All records need to be reproduced exactly. Keep every word as it is.

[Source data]
►

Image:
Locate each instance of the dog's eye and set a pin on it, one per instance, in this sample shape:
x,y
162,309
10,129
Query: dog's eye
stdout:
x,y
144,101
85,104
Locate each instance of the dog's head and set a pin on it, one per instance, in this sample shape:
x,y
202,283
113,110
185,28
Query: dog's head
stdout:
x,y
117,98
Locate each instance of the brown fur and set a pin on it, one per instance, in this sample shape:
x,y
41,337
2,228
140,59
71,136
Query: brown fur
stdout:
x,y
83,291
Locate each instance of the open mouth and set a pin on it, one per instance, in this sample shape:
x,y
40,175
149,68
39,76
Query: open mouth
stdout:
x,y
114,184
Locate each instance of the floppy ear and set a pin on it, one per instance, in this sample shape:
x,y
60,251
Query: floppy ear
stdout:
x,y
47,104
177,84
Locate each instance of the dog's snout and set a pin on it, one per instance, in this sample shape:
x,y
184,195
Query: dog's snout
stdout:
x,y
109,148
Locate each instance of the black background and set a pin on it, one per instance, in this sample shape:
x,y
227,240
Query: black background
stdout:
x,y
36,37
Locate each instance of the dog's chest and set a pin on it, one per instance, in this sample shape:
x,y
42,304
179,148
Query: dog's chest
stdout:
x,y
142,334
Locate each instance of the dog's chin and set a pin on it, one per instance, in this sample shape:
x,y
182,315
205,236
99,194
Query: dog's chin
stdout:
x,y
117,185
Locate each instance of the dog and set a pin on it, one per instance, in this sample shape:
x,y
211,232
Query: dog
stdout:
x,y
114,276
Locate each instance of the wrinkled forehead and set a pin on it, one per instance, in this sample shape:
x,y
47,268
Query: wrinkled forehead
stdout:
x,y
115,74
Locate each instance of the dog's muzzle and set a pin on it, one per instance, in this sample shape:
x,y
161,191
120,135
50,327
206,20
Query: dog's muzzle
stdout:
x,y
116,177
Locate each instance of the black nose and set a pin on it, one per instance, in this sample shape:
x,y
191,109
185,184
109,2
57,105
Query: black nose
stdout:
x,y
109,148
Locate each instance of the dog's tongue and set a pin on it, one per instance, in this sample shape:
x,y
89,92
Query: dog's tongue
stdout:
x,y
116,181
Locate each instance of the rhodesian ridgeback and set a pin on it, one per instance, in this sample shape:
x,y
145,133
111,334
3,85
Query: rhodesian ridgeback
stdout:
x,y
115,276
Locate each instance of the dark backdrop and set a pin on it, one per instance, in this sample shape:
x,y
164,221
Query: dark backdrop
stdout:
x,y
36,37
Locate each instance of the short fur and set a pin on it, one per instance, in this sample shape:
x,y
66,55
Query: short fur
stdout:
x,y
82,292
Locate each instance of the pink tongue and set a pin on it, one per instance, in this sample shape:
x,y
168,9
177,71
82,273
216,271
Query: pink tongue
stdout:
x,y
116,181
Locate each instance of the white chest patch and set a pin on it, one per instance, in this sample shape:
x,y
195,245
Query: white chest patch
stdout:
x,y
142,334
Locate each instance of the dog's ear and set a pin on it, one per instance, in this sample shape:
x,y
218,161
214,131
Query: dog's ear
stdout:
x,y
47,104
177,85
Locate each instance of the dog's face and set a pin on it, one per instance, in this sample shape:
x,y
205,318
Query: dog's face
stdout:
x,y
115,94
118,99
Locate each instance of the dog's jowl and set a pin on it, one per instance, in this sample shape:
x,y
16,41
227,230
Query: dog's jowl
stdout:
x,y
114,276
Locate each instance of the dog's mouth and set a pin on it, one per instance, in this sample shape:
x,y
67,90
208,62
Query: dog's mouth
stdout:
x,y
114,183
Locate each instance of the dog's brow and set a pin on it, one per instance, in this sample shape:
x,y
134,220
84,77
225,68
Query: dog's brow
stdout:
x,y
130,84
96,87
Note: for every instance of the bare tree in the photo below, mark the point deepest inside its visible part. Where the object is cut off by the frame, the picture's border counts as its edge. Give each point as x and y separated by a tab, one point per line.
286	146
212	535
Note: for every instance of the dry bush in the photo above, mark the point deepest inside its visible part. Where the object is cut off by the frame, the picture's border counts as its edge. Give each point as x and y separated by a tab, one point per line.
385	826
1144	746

◄

Solution for this problem:
Image:
Locate each instance of the dog's eye and set a pin on it, one per instance, in this sample shape:
x,y
162,309
10,129
Query: dog's eye
stdout:
x,y
144,101
85,104
Locate each instance of the dog's head and set a pin on it, one per instance, in this sample shape:
x,y
202,283
113,110
185,28
Query: dog's head
stdout:
x,y
117,98
Locate each instance of the brown fur and set a pin on it, one per instance, in this sample shape:
x,y
41,337
2,228
140,59
71,136
Query: brown fur
stdout:
x,y
83,291
Locate each instance of the open mouth and set a pin on it, one per instance, in this sample shape:
x,y
40,175
149,68
39,76
Query: open mouth
stdout:
x,y
114,184
Locate each instance of the floppy ear and set a pin on it, one per instance, in this sample shape:
x,y
60,251
Query: floppy ear
stdout:
x,y
47,104
177,84
Locate each instance of the dog's snout and set a pin on it, one per instance, in this sample shape:
x,y
184,195
Query: dog's snout
stdout:
x,y
109,148
Locate each instance of the black background and set a pin on it, one per instance, in this sample shape:
x,y
227,240
Query: black background
stdout:
x,y
36,37
Locate each instance of the dog's chest and set a pin on it, one per instance, in this sample shape:
x,y
42,304
179,148
Query: dog's chest
stdout:
x,y
142,334
Locate each instance of the dog's chin and set a pin on it, one per instance, in this sample shape:
x,y
182,315
205,236
99,194
Query: dog's chin
stdout:
x,y
117,185
Locate each instance of the dog and set a pin on it, one per instance, in this sample shape:
x,y
211,232
Query: dog
stdout:
x,y
114,276
Locate each instance of the wrinkled forehead and set a pin on it, one per instance, in this sample shape:
x,y
47,268
Query: wrinkled forehead
stdout:
x,y
115,74
Locate each instance of the dog's muzzle and set a pin on it, one per instance, in this sample shape:
x,y
161,191
120,135
50,327
206,20
Query: dog's muzzle
stdout:
x,y
116,177
Locate each instance of the black nose and set a pin on it, one per instance, in this sample shape:
x,y
191,109
185,184
109,2
57,105
Query: black nose
stdout:
x,y
109,148
Locate each instance of the dog's tongue and set a pin on it, one per instance, in this sample shape:
x,y
89,92
Query: dog's tongue
stdout:
x,y
116,181
Locate each instance of the rhodesian ridgeback and set a pin on it, one per instance, in this sample shape:
x,y
145,133
111,334
3,85
Query: rhodesian ridgeback
stdout:
x,y
115,276
Locate each instance of the dark backdrop and set a pin on it, one per instance, in this sample shape:
x,y
164,221
Query: dark backdrop
stdout:
x,y
36,37
Locate each instance of the short fur and set a pin on it, one per instance, in this sample shape:
x,y
66,55
Query: short fur
stdout:
x,y
82,292
Locate each instance of the pink tongue and set a pin on it, one per instance, in this sample shape:
x,y
168,9
177,71
82,273
216,271
Query: pink tongue
stdout:
x,y
116,181
Locate each instance of the white chest patch and set a pin on it, one per instance, in this sample shape:
x,y
195,245
Query: white chest patch
stdout:
x,y
142,334
Locate each instance of the dog's ear and set a pin on it, one per instance, in this sample shape:
x,y
218,161
214,131
Query: dog's ear
stdout:
x,y
47,104
177,85
Locate each instance of the dog's face and set a pin on it, one per instance, in this sample shape:
x,y
205,318
Query: dog's face
stdout:
x,y
115,94
118,99
Locate each instance of the dog's jowl and set a pin on it, one per instance, in this sample shape:
x,y
16,41
227,230
Query: dog's jowl
stdout:
x,y
114,276
Locate each instance of the dog's mouth and set a pin on it, one per instance, in this sample shape:
x,y
67,90
208,62
Query: dog's mouth
stdout:
x,y
114,183
Locate each instance of the dog's brow and set a pin on it, one per instance, in this sample shape:
x,y
134,220
84,77
225,68
Query: dog's brow
stdout:
x,y
130,84
96,87
Note: for every instance of the bare tree in the photo below, mark the point deepest inside its visible part. Where the object is cut off by the frame, the picture's border counts as its edge. Give each point as x and y separated by a tab, one point per line.
286	146
212	535
Note: for every instance of the dry bush in the photo above, mark the point deepest inside its visible part. Where the object is cut off by the frame, the picture's border counts as its edge. Give each point as x and y separated by a tab, one point per line.
385	826
1144	746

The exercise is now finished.